Rewrite all of the data below with every instance of "please point out" changed to "mark", leaving everything else untouched.
____________
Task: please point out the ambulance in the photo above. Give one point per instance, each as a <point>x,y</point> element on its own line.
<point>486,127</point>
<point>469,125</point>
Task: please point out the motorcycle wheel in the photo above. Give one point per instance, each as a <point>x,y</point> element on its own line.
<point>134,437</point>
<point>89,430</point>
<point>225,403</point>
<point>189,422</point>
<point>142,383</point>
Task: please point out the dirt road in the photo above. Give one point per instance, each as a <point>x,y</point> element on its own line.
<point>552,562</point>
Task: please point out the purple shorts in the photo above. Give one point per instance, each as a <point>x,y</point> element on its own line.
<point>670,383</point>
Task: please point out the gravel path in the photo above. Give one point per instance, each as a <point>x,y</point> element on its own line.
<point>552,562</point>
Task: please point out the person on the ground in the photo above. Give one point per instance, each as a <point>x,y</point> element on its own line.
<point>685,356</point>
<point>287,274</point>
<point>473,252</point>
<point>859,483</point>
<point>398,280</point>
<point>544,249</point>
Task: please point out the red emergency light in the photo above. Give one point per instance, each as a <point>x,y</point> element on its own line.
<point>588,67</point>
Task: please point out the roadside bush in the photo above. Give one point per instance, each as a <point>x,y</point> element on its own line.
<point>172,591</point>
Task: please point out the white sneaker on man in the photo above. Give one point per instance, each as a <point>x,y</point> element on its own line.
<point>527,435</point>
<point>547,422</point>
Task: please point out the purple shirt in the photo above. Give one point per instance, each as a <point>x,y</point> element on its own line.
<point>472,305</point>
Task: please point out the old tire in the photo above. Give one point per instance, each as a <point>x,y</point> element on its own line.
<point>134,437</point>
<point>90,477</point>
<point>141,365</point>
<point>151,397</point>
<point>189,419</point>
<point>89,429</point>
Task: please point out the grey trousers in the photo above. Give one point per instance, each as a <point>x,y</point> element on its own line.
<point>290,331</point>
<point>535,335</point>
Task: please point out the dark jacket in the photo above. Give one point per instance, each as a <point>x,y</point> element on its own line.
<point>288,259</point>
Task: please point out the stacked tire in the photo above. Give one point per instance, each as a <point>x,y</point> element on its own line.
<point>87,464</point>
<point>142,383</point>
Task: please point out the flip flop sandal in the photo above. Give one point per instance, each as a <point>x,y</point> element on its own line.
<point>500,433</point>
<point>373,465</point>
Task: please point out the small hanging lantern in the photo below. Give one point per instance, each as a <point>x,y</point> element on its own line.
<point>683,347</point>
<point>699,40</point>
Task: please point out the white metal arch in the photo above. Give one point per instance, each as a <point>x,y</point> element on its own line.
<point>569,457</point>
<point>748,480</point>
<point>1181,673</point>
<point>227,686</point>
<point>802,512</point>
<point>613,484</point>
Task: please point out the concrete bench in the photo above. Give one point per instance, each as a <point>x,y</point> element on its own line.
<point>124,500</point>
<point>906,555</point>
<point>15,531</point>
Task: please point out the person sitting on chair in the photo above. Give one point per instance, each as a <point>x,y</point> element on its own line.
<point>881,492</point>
____________
### Reply
Task: mark the ambulance in the photo above. Give one point per instance, each as a <point>x,y</point> element on its own line.
<point>486,127</point>
<point>469,125</point>
Task: mark the motorcycle wheel in the photo above. Give one point per instance, each as a <point>x,y</point> element on its own line.
<point>134,437</point>
<point>89,430</point>
<point>225,403</point>
<point>189,422</point>
<point>142,383</point>
Task: mark the dirt road in the photo above. Give one point per instance, each as a <point>x,y</point> element on its own line.
<point>552,562</point>
Task: mark the purple shorts in the photo above. Give one point per instance, each as a <point>x,y</point> element on its own line.
<point>670,383</point>
Task: mark the gravel path in the photo above. Give one point per instance, each as a <point>x,y</point> element on its own line.
<point>552,562</point>
Task: mark the person on the ground in the photo above. Give one point per instance, each as a <point>x,y</point> element on its own line.
<point>685,356</point>
<point>287,274</point>
<point>473,252</point>
<point>859,483</point>
<point>398,280</point>
<point>544,249</point>
Task: mark the red emergency light in the photo above. Give one point per instance, each as a <point>x,y</point> element on its own line.
<point>588,67</point>
Task: mark the roadside bush in the photo above. Give one point per instance, each as a <point>x,y</point> element on its own line.
<point>172,591</point>
Task: mark the white sneaker on man in the photo above. Give one point per instance, each as a <point>x,y</point> element on its own line.
<point>527,435</point>
<point>547,422</point>
Task: mark the purple shirt in the photo above. Give one point per instance, each as a <point>x,y</point> element on its own line.
<point>472,305</point>
Task: mark the old tire in the photo above. Give one point per instance, each as a <point>x,y</point> element on its own line.
<point>134,437</point>
<point>90,477</point>
<point>141,365</point>
<point>151,397</point>
<point>189,419</point>
<point>89,429</point>
Task: mark the grey trousers in the photo above. Give one point per instance, each as a <point>x,y</point> element on its own line.
<point>290,331</point>
<point>535,335</point>
Task: mark the dark jacket in the photo above. Give one point per instance, each as a <point>x,y</point> element on its own line.
<point>288,259</point>
Task: mark the stacked tire in the photo above. Give one point per instance, each as a <point>x,y</point> element on its own line.
<point>87,464</point>
<point>142,383</point>
Task: mark the flip flop sandal in the photo above. Give one point per instance, each as a <point>x,y</point> element on its own line.
<point>500,433</point>
<point>373,465</point>
Task: mark the small hanging lantern in the photo below. Give one point per instance, each as a <point>x,y</point> element on its own line.
<point>683,347</point>
<point>699,40</point>
Task: mark the white metal arch in the photo above. Give one point per instance, each as a <point>x,y</point> element on its own line.
<point>569,457</point>
<point>748,480</point>
<point>1181,673</point>
<point>227,686</point>
<point>802,512</point>
<point>613,484</point>
Task: mark the concrete bench in the photo above. Give one point per instance, each as a <point>x,y</point> element on its own line.
<point>124,500</point>
<point>906,555</point>
<point>15,531</point>
Task: mark the person sitting on chair in the photo above. Give one point per instance, each as a <point>x,y</point> element on its own line.
<point>881,492</point>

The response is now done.